(Stored dataset items)
>>>>>

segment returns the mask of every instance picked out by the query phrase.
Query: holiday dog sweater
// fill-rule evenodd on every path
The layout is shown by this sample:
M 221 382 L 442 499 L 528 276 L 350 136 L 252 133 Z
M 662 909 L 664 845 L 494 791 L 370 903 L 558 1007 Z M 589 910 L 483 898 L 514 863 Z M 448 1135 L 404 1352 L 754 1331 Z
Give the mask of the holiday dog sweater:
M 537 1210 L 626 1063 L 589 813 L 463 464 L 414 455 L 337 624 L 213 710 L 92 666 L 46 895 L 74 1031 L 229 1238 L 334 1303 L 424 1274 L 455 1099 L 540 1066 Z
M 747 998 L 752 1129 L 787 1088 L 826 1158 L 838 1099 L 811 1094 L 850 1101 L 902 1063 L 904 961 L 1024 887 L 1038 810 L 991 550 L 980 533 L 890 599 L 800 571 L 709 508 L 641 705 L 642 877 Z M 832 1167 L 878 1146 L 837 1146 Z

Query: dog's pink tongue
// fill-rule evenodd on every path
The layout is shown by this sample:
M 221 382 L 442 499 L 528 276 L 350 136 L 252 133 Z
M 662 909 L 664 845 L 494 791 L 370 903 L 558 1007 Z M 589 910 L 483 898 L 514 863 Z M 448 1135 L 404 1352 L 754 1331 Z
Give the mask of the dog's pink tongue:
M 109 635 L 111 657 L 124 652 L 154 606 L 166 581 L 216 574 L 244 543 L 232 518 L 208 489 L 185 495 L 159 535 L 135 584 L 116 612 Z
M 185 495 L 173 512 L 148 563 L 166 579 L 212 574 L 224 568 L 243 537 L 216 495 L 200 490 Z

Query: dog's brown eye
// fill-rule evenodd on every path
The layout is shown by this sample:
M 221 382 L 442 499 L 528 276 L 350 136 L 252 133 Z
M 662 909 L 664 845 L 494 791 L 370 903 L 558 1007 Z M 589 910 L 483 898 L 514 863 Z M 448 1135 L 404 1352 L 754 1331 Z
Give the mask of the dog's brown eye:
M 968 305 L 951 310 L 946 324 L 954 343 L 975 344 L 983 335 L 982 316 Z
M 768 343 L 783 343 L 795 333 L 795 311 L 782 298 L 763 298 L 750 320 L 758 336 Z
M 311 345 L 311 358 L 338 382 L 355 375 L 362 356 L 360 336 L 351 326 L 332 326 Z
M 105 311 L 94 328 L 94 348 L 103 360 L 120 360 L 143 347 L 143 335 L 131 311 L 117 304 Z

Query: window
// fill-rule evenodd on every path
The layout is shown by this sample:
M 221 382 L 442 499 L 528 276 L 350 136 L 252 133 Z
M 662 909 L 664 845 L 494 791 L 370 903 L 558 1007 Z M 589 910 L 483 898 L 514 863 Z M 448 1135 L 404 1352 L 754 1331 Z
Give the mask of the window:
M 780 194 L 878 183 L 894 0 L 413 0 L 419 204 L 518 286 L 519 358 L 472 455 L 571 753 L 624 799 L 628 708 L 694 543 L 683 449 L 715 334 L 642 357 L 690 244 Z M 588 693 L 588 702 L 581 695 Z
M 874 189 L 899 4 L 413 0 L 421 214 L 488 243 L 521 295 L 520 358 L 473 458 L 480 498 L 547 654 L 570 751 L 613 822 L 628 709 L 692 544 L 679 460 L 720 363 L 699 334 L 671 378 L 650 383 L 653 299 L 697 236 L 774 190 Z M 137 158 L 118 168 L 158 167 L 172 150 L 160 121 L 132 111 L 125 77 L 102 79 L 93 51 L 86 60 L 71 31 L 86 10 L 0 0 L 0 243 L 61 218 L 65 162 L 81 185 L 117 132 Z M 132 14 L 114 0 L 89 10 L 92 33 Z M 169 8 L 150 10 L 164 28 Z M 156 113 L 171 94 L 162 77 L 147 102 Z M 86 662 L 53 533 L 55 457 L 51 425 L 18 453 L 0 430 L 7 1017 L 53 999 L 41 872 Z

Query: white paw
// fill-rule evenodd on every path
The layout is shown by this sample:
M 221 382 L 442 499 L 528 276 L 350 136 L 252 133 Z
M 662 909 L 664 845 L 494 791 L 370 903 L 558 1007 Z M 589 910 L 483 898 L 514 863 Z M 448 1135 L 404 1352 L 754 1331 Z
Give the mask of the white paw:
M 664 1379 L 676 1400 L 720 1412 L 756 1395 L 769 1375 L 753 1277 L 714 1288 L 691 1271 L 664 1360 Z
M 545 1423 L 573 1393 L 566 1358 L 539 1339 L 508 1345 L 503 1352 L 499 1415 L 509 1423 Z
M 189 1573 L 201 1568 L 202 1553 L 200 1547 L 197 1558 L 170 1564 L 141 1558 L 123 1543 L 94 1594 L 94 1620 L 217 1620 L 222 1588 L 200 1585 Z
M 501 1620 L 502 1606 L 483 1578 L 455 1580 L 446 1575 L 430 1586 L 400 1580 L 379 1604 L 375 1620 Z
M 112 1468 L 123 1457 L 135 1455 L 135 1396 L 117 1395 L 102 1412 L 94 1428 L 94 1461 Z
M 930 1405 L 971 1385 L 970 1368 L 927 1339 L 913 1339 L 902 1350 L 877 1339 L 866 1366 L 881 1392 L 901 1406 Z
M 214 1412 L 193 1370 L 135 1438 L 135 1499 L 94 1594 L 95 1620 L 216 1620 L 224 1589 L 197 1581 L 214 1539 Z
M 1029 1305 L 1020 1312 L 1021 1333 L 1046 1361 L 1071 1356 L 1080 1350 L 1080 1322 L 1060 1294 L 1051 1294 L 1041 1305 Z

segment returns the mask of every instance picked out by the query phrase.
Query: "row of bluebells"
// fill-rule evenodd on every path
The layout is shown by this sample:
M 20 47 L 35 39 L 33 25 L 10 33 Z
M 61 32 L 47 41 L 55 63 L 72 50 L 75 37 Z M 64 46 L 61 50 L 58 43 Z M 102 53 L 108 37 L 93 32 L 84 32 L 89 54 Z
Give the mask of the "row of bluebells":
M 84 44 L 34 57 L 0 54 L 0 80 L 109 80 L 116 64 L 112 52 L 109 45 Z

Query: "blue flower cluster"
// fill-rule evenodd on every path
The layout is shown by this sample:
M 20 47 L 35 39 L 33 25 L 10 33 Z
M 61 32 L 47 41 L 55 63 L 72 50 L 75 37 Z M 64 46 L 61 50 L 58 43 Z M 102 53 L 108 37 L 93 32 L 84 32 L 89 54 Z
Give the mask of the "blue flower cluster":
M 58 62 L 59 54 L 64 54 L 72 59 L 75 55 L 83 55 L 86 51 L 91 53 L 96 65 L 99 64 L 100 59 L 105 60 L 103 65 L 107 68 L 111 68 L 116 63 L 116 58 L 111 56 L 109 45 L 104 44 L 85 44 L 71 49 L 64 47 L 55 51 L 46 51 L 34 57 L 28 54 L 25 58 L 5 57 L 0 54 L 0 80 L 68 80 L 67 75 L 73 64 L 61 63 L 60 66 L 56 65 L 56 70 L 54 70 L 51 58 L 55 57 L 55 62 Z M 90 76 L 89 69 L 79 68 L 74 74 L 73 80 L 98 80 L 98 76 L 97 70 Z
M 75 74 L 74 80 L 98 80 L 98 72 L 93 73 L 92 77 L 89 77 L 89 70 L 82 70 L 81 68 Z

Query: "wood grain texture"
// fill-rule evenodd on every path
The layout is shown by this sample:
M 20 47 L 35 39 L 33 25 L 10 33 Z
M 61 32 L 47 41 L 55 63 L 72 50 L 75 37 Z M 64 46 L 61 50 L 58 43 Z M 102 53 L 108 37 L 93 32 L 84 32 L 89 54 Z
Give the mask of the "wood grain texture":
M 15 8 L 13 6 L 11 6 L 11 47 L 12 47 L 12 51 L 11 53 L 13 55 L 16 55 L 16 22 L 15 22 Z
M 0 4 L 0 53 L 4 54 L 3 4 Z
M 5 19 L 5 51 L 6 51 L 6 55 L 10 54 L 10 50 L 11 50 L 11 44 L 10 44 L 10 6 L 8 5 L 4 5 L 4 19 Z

<<<<<

[What to produce] Both the first line of the records above and the line containing "Query: dog's brown eye" are to be transcribed exactly, together with every line between them, and nothing else.

[Solution for this task]
segment returns the mask of every instance picked out by the query phrase.
Query: holiday dog sweater
// fill-rule evenodd on every path
The layout is shown by this sample:
M 221 382 L 442 499 L 528 276 L 350 136 L 252 133 Z
M 662 909 L 664 845 L 494 791 L 370 903 L 558 1007 Z M 589 910 L 483 898 L 514 863 Z M 448 1135 L 404 1352 L 754 1331 Z
Give the mask of the holiday dog sweater:
M 537 1210 L 626 1063 L 589 813 L 463 464 L 414 455 L 337 624 L 213 710 L 92 666 L 46 895 L 74 1031 L 229 1238 L 334 1303 L 424 1274 L 455 1099 L 540 1066 Z
M 747 998 L 752 1129 L 787 1088 L 826 1158 L 838 1099 L 811 1094 L 850 1101 L 902 1063 L 904 961 L 1024 887 L 1038 810 L 991 550 L 980 533 L 890 599 L 800 571 L 709 508 L 641 705 L 642 877 Z M 832 1167 L 878 1146 L 837 1146 Z

Query: dog's pink tongue
// fill-rule evenodd on every path
The layout is shown by this sample:
M 221 382 L 442 499 L 528 276 L 350 136 L 252 133 Z
M 662 909 L 664 845 L 494 791 L 370 903 L 558 1007 Z M 589 910 L 483 898 L 514 863 Z M 448 1135 L 404 1352 L 754 1331 Z
Give the mask of the dog's pink tongue:
M 109 635 L 111 657 L 124 652 L 154 606 L 166 581 L 216 574 L 244 543 L 232 518 L 208 489 L 185 495 L 159 535 L 135 584 L 116 612 Z
M 185 495 L 173 512 L 148 563 L 166 579 L 212 574 L 224 568 L 243 537 L 216 495 L 200 490 Z

Query: dog's brown eye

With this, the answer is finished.